▶ INSTRUCTIONS TO FOLLOW: Below are the records; restate all of them word for word.

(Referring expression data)

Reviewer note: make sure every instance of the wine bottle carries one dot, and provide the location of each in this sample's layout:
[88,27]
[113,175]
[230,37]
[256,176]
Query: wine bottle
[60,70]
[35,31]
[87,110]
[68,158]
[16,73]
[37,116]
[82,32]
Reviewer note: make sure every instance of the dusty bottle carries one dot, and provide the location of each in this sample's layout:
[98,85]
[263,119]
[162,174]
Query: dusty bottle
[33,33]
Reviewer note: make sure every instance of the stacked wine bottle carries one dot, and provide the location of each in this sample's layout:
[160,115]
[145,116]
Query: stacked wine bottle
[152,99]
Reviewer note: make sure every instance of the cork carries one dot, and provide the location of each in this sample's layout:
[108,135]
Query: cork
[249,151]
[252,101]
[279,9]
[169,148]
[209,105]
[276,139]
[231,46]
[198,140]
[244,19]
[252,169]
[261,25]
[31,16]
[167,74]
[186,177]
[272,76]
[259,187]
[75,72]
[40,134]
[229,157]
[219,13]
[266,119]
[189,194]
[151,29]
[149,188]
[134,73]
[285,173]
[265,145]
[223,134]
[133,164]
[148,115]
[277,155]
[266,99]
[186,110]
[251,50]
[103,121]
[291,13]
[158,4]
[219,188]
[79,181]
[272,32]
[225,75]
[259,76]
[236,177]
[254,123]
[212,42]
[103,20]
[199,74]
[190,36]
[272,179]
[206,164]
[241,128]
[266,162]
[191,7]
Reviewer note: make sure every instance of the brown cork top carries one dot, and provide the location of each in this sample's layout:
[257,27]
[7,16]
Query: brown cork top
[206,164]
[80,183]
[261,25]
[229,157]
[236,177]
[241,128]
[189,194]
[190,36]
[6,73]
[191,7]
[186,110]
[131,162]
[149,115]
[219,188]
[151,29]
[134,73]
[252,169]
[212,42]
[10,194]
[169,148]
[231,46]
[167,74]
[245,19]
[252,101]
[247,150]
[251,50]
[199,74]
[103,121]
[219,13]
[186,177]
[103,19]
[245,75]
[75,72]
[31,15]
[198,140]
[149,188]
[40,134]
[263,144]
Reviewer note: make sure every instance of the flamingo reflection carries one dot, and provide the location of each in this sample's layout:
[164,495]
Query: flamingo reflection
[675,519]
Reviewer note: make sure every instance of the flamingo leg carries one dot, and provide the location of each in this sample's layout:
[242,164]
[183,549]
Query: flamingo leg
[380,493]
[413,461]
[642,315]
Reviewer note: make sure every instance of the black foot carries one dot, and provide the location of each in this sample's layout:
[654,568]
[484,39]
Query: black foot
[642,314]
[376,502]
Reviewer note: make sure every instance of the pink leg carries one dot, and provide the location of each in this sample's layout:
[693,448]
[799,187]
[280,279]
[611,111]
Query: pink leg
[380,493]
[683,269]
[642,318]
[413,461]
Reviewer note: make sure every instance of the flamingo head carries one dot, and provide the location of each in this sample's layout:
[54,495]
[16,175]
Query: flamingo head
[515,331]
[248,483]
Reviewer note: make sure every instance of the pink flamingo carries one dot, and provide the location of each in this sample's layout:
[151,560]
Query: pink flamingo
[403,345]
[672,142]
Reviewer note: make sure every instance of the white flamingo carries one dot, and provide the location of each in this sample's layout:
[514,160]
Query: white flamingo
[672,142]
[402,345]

▶ EXERCISE OUTPUT:
Reviewer note: make sure every instance of the wine bottle carries one dot, and provide the location of each in this sample's layout:
[88,27]
[113,175]
[230,37]
[256,176]
Query: wine bottle
[60,70]
[35,31]
[87,110]
[68,158]
[16,73]
[37,116]
[82,32]
Reviewer note: make sure every instance of the dusty bottle carries one dot, and provide the location of each in this sample's layout:
[98,85]
[263,119]
[162,174]
Query: dusty bottle
[33,33]
Reviewer note: make sure every instance of the stacked wine bottle carries one dot, and provide the location of each in this sample's layout:
[160,115]
[145,116]
Query: stacked wine bottle
[152,99]
Reviewer note: make sure every instance of the cork carries one dot, and provide the location of each in this sample's layout:
[108,135]
Query: cork
[249,151]
[252,101]
[279,9]
[169,148]
[209,105]
[276,139]
[231,46]
[198,140]
[244,19]
[252,169]
[261,25]
[31,16]
[167,74]
[186,177]
[272,76]
[259,187]
[75,72]
[40,134]
[229,157]
[219,13]
[266,119]
[189,194]
[151,29]
[149,188]
[134,73]
[285,173]
[265,145]
[223,134]
[133,164]
[148,115]
[277,155]
[266,99]
[186,110]
[251,50]
[103,121]
[291,13]
[158,4]
[219,188]
[79,181]
[272,32]
[225,75]
[259,76]
[236,177]
[254,123]
[212,42]
[103,20]
[199,74]
[190,36]
[272,179]
[206,164]
[241,128]
[266,162]
[191,7]
Reviewer note: make sure every instance of the brown cork top carries one dot, and provide the location of each in this sample's layout:
[257,27]
[7,16]
Query: brown cork top
[206,164]
[80,183]
[261,25]
[229,157]
[236,177]
[241,128]
[189,194]
[190,36]
[6,73]
[191,7]
[186,110]
[131,162]
[149,115]
[219,188]
[151,29]
[134,73]
[252,169]
[212,42]
[10,194]
[169,148]
[231,46]
[167,74]
[245,19]
[252,101]
[247,150]
[251,50]
[199,74]
[103,121]
[219,13]
[186,177]
[103,19]
[245,75]
[75,72]
[31,15]
[198,140]
[149,188]
[40,134]
[263,144]
Reviewer note: make sure every instance of the flamingo reflection carries one dot, and provide the location of each in this sample's layout:
[164,495]
Query: flamingo reflection
[675,519]
Reviewer note: make sure every instance of the flamingo leg carries one dot, and provide the location of each in this sample's layout:
[242,164]
[183,549]
Query: flamingo leg
[380,493]
[413,461]
[642,315]
Reviewer note: make sure every instance of the black foot carries one dot, and provide the location of each in this sample's layout:
[654,568]
[484,39]
Query: black foot
[642,314]
[376,502]
Reviewer note: make sure every instance of the pink leg carries one dot, and provide the location of each in this sample's layout:
[693,448]
[799,187]
[280,279]
[611,111]
Query: pink leg
[380,493]
[683,269]
[642,318]
[413,461]
Reviewer note: make sure every instance of the flamingo head carries one dot, and provide the location of each in this sample's layout:
[54,495]
[16,175]
Query: flamingo head
[515,331]
[248,483]
Reviewer note: make sure every instance of the pink flamingo carries one dot, and provide the location of each in this sample's layout:
[151,560]
Query: pink flamingo
[403,345]
[672,142]
Reviewer note: make sure every instance of the white flamingo carries one dot, and provide the location of each in this sample's layout:
[514,160]
Query: white flamingo
[672,142]
[402,345]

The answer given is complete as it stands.